● **Extrait du texte**
━━━
Interview faite par Tiana à Paris.

Salut Hacride ! Par rapport à "Amoeba", vous avez franchi de nouvelles étapes dans la complexité de la composition ; quel a été le cheminement créatif entre les deux ? Qu’est-ce qui a évolué dans votre manière de composer, de travailler ?
Sam (chant) : (regardant vers Adrien) C’est lui qui compose, c’est pour ça que je le regarde (rires).
Adrien (guitare) : Je ne sais pas s’il y a une évolution. Y’a eu évidemment une progression, ça c’est sûr : on essaye de corriger les erreurs du passé s’il y en a eu. Là, on a essayé de pousser le vice jusqu’au bout, c’est-à-dire qu’on a pris exactement les mêmes méthodes de composition : je compose l’ensemble de la musique, basse, batterie, guitare, samples, arrangements, etc., et ça me permet après de proposer un CD que les autres membres du groupe pourront objectiver, écouter, de manière à décortiquer un peu toute la musique, de l’apprendre par cœur, et de faire en sorte que ce ne soit presque pas notre musique, je sais pas si tu vois ce que je veux dire… un peu comme si t’achetais un CD à la FNAC, tu le mettais dans ta platine puis tu te disais : bon, ben maintenant je vais réenregistrer ce CD, mais avec ce que je pourrais arranger. Et donc ça, c’est tout le principe d’HACRIDE, en tout cas dans la manière de composer et la manière de réaliser l’album.
━━━
[Enregistrements tirés d'une collection]
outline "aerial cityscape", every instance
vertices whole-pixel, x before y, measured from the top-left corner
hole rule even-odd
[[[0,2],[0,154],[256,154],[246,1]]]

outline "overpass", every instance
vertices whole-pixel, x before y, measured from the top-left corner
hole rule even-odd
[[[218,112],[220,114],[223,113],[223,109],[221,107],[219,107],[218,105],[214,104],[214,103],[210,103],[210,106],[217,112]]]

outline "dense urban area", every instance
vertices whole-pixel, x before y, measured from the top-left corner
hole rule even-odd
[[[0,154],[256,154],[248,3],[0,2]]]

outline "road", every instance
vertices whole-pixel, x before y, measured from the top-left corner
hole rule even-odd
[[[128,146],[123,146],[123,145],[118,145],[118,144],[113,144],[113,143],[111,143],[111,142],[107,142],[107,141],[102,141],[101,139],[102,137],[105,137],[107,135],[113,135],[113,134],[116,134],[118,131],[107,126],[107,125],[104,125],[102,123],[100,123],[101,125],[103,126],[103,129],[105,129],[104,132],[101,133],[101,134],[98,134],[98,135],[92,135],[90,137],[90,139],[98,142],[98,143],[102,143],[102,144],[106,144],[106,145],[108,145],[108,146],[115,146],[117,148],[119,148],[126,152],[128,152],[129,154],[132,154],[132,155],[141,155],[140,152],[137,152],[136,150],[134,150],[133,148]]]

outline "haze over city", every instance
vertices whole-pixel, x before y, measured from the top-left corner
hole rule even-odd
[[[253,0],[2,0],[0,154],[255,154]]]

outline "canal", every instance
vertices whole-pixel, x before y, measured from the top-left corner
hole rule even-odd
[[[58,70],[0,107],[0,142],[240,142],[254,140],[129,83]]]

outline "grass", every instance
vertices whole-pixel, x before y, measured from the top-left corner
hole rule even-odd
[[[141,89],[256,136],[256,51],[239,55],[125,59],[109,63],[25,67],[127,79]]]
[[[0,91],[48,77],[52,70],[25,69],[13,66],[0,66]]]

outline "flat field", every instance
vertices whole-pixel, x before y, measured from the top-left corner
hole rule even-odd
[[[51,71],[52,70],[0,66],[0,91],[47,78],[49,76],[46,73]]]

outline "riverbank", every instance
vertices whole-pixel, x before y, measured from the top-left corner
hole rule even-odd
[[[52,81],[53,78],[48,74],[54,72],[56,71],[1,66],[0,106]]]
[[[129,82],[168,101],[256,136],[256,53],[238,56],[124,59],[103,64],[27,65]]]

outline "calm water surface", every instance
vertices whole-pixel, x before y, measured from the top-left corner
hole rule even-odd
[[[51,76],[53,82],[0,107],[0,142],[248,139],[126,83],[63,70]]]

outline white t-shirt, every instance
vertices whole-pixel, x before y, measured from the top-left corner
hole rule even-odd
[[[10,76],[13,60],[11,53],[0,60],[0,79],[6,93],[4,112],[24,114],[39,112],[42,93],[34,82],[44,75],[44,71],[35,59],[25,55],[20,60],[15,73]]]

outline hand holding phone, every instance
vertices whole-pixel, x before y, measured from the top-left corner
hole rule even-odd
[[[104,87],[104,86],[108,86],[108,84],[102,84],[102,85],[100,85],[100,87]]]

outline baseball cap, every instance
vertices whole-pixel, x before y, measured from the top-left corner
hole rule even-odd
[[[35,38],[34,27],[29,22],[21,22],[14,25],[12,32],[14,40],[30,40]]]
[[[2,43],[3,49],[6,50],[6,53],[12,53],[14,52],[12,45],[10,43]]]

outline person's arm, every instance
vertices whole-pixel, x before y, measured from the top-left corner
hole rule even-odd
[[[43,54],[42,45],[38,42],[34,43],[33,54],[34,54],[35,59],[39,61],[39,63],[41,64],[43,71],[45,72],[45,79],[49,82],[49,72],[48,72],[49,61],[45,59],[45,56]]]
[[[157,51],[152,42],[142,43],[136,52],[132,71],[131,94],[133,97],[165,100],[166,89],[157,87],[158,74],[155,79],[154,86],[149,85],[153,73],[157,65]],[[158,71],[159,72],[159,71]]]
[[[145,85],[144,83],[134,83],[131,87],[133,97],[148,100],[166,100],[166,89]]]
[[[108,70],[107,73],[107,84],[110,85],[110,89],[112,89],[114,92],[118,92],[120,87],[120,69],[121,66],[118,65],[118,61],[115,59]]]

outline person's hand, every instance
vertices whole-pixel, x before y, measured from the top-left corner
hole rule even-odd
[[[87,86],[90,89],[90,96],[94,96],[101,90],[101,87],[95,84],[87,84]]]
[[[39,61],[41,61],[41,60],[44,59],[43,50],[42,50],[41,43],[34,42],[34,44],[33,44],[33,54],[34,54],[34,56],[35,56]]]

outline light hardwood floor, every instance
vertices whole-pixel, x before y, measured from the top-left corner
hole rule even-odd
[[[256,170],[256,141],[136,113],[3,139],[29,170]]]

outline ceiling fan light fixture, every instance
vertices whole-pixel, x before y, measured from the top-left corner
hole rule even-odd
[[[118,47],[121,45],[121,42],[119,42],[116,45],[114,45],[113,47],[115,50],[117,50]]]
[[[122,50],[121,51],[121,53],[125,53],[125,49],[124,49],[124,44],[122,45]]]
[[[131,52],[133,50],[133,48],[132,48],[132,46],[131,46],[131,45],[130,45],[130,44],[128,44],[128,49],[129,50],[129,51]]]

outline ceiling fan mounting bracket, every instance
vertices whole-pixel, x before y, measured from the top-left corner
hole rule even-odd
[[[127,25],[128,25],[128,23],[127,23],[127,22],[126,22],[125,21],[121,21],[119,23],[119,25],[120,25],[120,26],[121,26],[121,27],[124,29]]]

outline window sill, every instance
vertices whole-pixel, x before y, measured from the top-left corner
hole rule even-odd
━━━
● **Liste des tâches**
- 1) D'après Adrien dans l'entretien avec Hacride, quelles parties de la musique compose-t-il lui-même ?
- 2) Prolongez l'entretien avec Hacride à partir de sa dernière phrase.

● **Réponses dans l'ordre**
- 1) Il compose l'ensemble de la musique : la basse, la batterie, la guitare, les samples et les arrangements.

- 2)
D’un côté, il y a une grande précision dans la manière de composer, la manière de jouer. D’un autre côté, par rapport à "Amoeba", les émotions sont beaucoup plus présentes sur les titres. Est-ce que c’était important pour vous d’aller plus dans l’émotion, est-ce que ça fait partie de cette progression dont vous parliez ?
Sam : Oui, tout à fait. Sur "Amoeba", en fait, on avait déjà un peu ouvert cette porte aux émotions, à la profondeur, au côté atmosphérique, et c’est vrai que sur "Lazarus", on a voulu arrêter de prendre le côté stéréotypé du metal avec ce côté incisif sur la double grosse caisse, et trouver d’autres manières d’exprimer des choses tout en gardant une puissance, une force, mais en allant plus dans l’émotion. Donc ça demande énormément de précision mais aussi de rechercher une intensité, une couleur, une profondeur dans ce que l’on est en train d’amener. Donc oui, il y a eu le fait de prendre un petit peu le contrepied de ce qui se fait aussi – peut-être trop – dans les groupes actuels de toujours reprendre des choses qui existent, qui sont des valeurs sûres. Et du coup on n’a pas voulu aller sur des choses dont on savait qu’elles marchaient mais plutôt se mettre un peu en danger et trouver d’autres façons de voir la musique pour essayer de faire passer d’autres types d’émotions, ce qui a donné quelque chose d’un peu plus profond, de plus sensoriel.

Donc c’est un peu ça, la surenchère dont vous parliez, que recherchent beaucoup de groupes actuellement, ce fait de chercher toujours plus bourrin, plus ceci, plus cela, sans forcément avoir plus de sens ?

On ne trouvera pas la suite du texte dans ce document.